:: YOUR TASK ::
Reproduce the following material verbatim, line by line, and omit any pictures from your reply.

:: INFORMATION GIVEN ::

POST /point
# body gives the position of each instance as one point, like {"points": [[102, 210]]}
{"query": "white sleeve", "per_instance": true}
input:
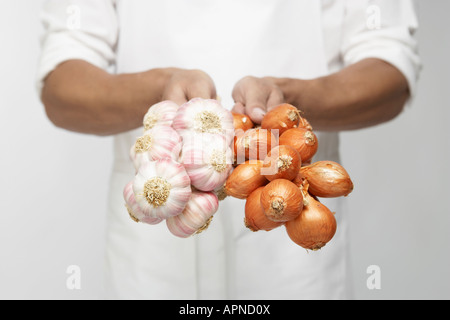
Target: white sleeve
{"points": [[77, 29], [383, 29]]}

:: TASK RESPONSE ::
POST /point
# body gives the position of each instance as one point, like {"points": [[102, 210]]}
{"query": "white sleeve", "per_instance": true}
input:
Target: white sleeve
{"points": [[77, 29], [383, 29]]}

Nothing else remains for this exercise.